Taking the line with "As a courtesy, could you identify the united" as the start, reproduce every line until the records end, exactly and with nothing added.
[Entries supplied — start]
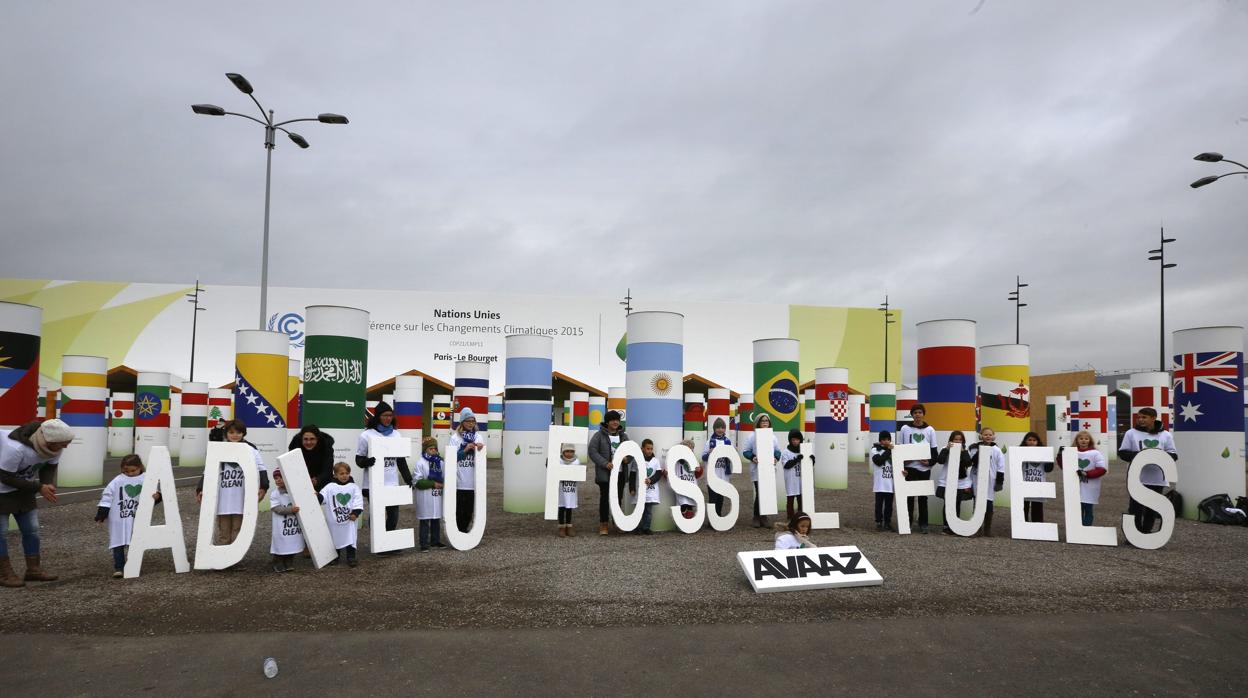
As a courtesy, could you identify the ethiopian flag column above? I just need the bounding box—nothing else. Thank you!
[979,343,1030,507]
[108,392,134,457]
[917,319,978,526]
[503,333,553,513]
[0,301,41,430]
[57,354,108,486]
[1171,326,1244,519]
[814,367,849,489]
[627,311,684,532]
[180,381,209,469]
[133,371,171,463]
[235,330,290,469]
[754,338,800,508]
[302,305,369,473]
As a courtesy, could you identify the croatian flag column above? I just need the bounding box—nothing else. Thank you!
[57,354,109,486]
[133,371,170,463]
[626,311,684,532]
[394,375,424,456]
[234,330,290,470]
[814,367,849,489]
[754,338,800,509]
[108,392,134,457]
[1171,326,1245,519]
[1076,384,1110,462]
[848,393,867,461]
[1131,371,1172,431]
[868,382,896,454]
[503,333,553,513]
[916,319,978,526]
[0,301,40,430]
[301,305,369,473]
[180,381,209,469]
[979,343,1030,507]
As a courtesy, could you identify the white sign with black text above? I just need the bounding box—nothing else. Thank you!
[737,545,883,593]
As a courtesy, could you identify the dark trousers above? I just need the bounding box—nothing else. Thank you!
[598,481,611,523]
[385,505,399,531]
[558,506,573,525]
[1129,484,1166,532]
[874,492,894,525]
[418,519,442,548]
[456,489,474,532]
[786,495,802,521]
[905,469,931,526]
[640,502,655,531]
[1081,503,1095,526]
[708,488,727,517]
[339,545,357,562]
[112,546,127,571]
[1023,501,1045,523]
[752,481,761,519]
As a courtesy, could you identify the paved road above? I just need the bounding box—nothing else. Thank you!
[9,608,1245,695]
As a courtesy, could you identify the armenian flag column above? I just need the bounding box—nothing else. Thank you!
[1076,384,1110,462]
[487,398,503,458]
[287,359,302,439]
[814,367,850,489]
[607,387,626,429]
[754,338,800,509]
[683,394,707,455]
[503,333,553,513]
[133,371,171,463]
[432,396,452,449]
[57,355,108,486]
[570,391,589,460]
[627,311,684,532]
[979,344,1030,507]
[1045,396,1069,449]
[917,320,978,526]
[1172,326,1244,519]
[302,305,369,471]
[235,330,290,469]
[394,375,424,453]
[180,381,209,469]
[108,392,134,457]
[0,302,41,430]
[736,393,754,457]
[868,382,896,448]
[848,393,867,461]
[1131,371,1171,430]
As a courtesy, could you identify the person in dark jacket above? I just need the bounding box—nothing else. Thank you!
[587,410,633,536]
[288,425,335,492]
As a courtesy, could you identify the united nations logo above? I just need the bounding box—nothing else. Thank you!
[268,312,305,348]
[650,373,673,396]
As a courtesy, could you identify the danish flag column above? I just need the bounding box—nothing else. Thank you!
[Entries supplied — finish]
- [Output for this task]
As a courtesy, could you identify the united nations logo above? I just need the bounding box—nothing else. Thank you!
[268,312,305,348]
[650,373,673,396]
As a courtesy, could you identify the danish flag column above? I just need the bounding box—nothing else. Thank you!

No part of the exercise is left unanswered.